Los trastornos mentales vienen experimentando una creciente y negativa repercusión en la salud de personas que habitan en regiones, países y sociedades de todo el planeta. Se calcula que en el mundo alrededor de 450 millones de personas sufren cada año enfermedades mentales. Esto significa que al menos una vez en la vida, una de cada cuatro personas desarrollará un problema de salud mental o de conducta. Si en 1.990 se calculó que las condiciones neuropsiquiátricas explicaban el 10% de la discapacidad global, para el año 2.020 se prevé que esta cifra ascienda a un 15%, siendo la depresión por sí sola la segunda causa en el mundo.
Hace más de una década ya se abordó el estado de la cuestión en este boletín, reflexionando más concretamente sobre la situación que viven las personas con alguna enfermedad mental en nuestro país, así como las dificultades que tanto ellas como sus familias están obligadas a sortear en su cotidianeidad. En dicho artículo se advertía de los cambios que trajo consigo el proceso de desinstitucionalización afrontado en España en la década de los ochenta, motivando el paulatino cierre de hospitales y demás instituciones psiquiátricas de carácter cerrado y manicomial y su presunta sustitución por una red de dispositivos sociosanitarios de índole comunitaria con los que dar respuesta a las necesidades y demandas de este colectivo desde una perspectiva más integradora. Aunque ello supuso indudables avances y un verdadero cambio de modelo desde la perspectiva de la atención a la salud y el apoyo sociofamiliar, aún hoy en día se arrastran sustanciales déficits y numerosas lagunas que están condicionando la calidad de vida y los derechos fundamentales de este colectivo (en el que incluimos a sus familias) históricamente discriminado y excluido por las diferentes sociedades.

_ENTRADAS PROPORCIONADAS:_

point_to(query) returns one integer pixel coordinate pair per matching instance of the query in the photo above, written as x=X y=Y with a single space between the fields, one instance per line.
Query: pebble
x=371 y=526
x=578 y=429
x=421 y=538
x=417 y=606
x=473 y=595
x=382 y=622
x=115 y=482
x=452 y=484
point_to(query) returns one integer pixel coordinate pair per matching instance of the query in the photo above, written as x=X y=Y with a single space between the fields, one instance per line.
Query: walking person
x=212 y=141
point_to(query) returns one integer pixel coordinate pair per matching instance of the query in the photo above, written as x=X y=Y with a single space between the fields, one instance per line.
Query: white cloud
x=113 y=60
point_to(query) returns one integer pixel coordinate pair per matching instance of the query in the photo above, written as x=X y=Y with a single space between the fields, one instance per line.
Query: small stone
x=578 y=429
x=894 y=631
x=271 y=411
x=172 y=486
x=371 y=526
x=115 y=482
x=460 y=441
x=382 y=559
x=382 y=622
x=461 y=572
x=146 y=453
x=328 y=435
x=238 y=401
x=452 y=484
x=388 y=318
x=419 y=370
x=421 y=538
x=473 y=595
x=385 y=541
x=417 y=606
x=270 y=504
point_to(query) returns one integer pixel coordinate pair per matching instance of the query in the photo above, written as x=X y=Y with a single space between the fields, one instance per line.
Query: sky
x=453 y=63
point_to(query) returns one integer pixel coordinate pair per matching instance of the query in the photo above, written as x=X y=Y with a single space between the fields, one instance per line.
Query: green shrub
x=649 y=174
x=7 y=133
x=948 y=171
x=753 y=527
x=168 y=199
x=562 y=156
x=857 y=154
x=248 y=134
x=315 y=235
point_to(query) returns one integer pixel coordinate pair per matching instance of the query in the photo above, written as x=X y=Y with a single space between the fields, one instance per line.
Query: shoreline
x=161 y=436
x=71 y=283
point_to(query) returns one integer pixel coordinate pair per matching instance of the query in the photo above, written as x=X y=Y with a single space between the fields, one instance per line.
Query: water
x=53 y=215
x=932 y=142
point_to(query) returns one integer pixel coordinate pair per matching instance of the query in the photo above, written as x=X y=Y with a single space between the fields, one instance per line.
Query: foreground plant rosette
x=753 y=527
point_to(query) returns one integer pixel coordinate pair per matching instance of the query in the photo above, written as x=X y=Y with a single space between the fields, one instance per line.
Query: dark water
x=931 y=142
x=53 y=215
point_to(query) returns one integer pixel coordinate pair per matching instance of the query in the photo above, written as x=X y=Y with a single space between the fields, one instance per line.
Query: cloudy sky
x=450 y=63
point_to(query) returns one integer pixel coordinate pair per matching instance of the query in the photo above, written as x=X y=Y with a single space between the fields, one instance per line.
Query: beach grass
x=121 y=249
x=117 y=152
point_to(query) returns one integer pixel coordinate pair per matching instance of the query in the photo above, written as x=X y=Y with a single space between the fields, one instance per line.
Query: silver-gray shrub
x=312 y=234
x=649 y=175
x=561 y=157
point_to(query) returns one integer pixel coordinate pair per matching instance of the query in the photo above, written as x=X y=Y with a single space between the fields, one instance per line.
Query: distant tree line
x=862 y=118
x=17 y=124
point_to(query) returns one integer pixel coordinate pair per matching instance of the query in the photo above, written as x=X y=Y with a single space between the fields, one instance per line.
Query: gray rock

_TAREAS POR REALIZAR:_
[1] Enumera, en el orden en que aparecen, todas las cifras escritas con dígitos que contiene el extracto sobre salud mental, incluidas sus unidades o el signo de porcentaje cuando los lleven.
[2] Duplica sin cambios el fragmento del extracto sobre salud mental que va desde "Los trastornos mentales" hasta "en el mundo.".

_RESPUESTAS NUMERADAS:_
[1]
450 millones
1.990
10%
2.020
15%

[2]
Los trastornos mentales vienen experimentando una creciente y negativa repercusión en la salud de personas que habitan en regiones, países y sociedades de todo el planeta. Se calcula que en el mundo alrededor de 450 millones de personas sufren cada año enfermedades mentales. Esto significa que al menos una vez en la vida, una de cada cuatro personas desarrollará un problema de salud mental o de conducta. Si en 1.990 se calculó que las condiciones neuropsiquiátricas explicaban el 10% de la discapacidad global, para el año 2.020 se prevé que esta cifra ascienda a un 15%, siendo la depresión por sí sola la segunda causa en el mundo.